### Extrait du document
_____

A des milliers de kilomètres de l'Amazonie, par-delà l'océan Atlantique et par-delà une bonne part du continent africain, on trouve la dépression du Bodélé. Ce vestige du méga lac Tchad, lequel, il y a quelques dizaines de millénaires, couvrait au moins 1 million de kilomètres carrés, est une zone aride et la plus abondante source de poussières du monde. Le sol a gardé la trace de son passé lacustre sous forme de diatomite, une roche faite de carapaces de diatomées, des algues unicellulaires. Extrêmement friable, la diatomite part en poussières et avec celles-ci s'envole, pour un long voyage, le phosphore autrefois contenu dans les algues.

L'étude à paraître dans les GRL a quantifié la quantité de poussières africaines transportées chaque année par les vents en direction du continent américain et la part qui se dépose dans le bassin amazonien. Pour ce faire, les chercheurs ont analysé sept ans de données de Calipso, un satellite scientifique franco-américain (CNES-NASA) lancé en 2006 pour étudier l'impact des nuages et des aérosols, ce afin d'améliorer les modélisations du climat. Calipso utilise un lidar (sorte de radar où les ondes radio sont remplacées par un laser) qui "scanne" les différentes strates de l'atmosphère.

Les quantités de poussières arrachées au sol varient d'une année sur l'autre, beaucoup si le Sahel est resté sec, peu s'il a plu sur la région. Quoi qu'il en soit, en moyenne, ce sont 182 millions de tonnes d'aérosols qui, chaque année, quittent le Sahara pour traverser l'Atlantique. Cela en fait le plus grand transport de poussières à l'œuvre sur cette planète. Sur ce total 27,7 millions de tonnes retombent sur l'Amazonie, soit presque 29 kilogrammes par hectare et par an, une estimation cohérente avec les mesures de particules effectuées au sol en Guyane. Evidemment, la quantité de phosphore contenue dans les poussières est nettement plus faible. Les chercheurs ont estimé que 22 000 tonnes annuelles de phosphore saharien se déposaient dans le bassin amazonien, ce qui donne un petit 23 grammes par hectare et par an.

_____

### Données fournies
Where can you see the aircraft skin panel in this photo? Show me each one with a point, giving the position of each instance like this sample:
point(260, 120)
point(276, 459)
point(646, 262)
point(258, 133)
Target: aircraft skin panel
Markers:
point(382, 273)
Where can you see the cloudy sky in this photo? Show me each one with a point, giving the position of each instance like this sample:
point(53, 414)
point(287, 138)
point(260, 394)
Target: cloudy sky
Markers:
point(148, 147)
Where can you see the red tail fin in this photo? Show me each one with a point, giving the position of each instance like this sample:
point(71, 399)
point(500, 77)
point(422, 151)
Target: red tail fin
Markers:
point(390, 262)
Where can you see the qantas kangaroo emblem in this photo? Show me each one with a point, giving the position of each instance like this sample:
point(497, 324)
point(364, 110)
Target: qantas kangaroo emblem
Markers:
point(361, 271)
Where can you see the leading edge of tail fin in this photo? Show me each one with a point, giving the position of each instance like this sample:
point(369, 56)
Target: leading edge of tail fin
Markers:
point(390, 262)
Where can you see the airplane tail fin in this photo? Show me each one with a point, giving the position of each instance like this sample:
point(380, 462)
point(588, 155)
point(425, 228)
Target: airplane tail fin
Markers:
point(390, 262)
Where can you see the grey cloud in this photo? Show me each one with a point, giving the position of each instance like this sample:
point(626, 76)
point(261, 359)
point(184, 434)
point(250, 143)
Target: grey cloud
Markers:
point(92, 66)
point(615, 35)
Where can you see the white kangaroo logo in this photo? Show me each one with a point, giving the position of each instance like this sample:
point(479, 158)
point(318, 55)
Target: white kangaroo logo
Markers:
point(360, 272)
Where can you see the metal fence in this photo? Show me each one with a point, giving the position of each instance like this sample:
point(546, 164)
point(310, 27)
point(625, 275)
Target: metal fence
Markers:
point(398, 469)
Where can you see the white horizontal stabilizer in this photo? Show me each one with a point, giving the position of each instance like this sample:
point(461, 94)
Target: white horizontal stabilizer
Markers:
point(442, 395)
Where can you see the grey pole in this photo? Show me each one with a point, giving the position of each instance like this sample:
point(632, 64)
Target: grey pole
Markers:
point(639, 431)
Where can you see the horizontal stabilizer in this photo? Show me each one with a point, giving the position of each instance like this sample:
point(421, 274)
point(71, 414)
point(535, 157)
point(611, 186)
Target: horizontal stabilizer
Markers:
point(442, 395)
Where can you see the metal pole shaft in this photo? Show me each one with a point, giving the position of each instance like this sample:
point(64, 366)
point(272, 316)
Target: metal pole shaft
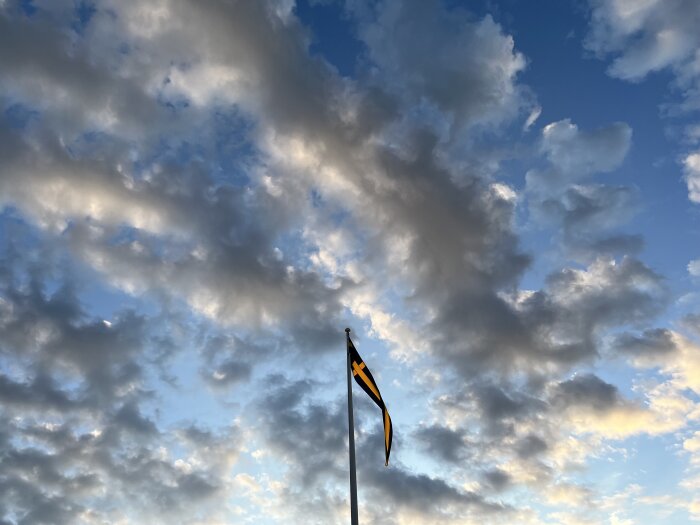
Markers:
point(351, 439)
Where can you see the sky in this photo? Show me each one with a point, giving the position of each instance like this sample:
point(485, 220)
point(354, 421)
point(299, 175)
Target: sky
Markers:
point(501, 199)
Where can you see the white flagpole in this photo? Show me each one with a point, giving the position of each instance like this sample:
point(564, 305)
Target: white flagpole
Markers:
point(351, 439)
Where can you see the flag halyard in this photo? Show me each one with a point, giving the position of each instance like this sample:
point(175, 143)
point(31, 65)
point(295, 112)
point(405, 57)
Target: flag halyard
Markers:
point(363, 377)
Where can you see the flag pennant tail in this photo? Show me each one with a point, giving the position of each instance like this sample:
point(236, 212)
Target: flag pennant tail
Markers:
point(363, 377)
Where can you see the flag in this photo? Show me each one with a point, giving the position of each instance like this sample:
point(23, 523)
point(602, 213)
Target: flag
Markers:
point(364, 378)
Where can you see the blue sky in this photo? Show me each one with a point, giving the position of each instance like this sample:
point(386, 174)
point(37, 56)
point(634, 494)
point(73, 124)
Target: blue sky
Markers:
point(501, 201)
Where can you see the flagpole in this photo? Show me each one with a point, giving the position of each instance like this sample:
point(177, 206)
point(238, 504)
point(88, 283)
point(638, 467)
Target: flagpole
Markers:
point(351, 440)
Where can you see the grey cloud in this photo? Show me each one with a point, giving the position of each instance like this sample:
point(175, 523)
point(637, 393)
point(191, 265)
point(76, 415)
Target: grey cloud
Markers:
point(587, 390)
point(653, 343)
point(312, 439)
point(691, 323)
point(497, 479)
point(426, 52)
point(530, 446)
point(443, 443)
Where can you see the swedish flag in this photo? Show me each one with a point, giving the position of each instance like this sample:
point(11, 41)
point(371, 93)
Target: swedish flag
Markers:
point(364, 378)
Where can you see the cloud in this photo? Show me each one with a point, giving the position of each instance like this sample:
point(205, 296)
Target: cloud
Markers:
point(691, 166)
point(650, 36)
point(586, 213)
point(646, 36)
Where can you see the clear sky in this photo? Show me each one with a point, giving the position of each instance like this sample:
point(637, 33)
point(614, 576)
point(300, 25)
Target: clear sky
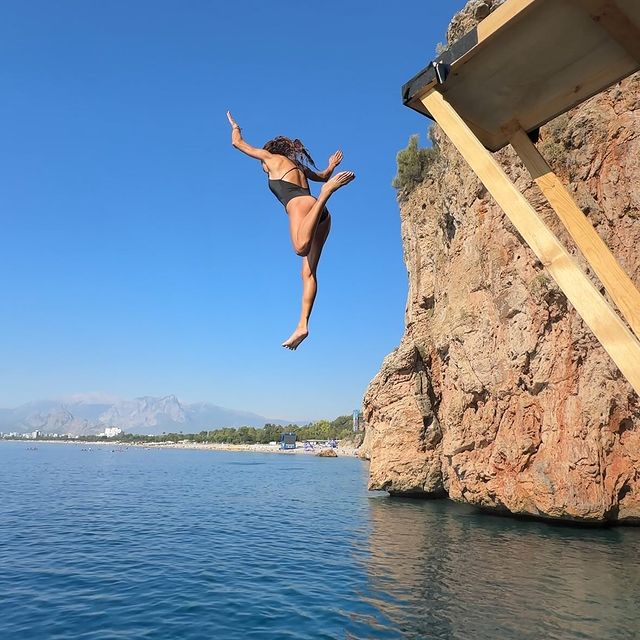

_____

### Consignes
a. D'après l'extrait sur les poussières du Sahara, combien de tonnes de poussières retombent chaque année sur l'Amazonie ?
b. Recopiez l'extrait sur les poussières du Sahara à partir des mots « Les quantités de », en vous arrêtant juste après « hectare et par an. ».
Les lignes n'ont rien à voir avec l'extrait sur les poussières du Sahara.

### Réponses
a. 27,7 millions de tonnes.

b.
Les quantités de poussières arrachées au sol varient d'une année sur l'autre, beaucoup si le Sahel est resté sec, peu s'il a plu sur la région. Quoi qu'il en soit, en moyenne, ce sont 182 millions de tonnes d'aérosols qui, chaque année, quittent le Sahara pour traverser l'Atlantique. Cela en fait le plus grand transport de poussières à l'œuvre sur cette planète. Sur ce total 27,7 millions de tonnes retombent sur l'Amazonie, soit presque 29 kilogrammes par hectare et par an, une estimation cohérente avec les mesures de particules effectuées au sol en Guyane. Evidemment, la quantité de phosphore contenue dans les poussières est nettement plus faible. Les chercheurs ont estimé que 22 000 tonnes annuelles de phosphore saharien se déposaient dans le bassin amazonien, ce qui donne un petit 23 grammes par hectare et par an.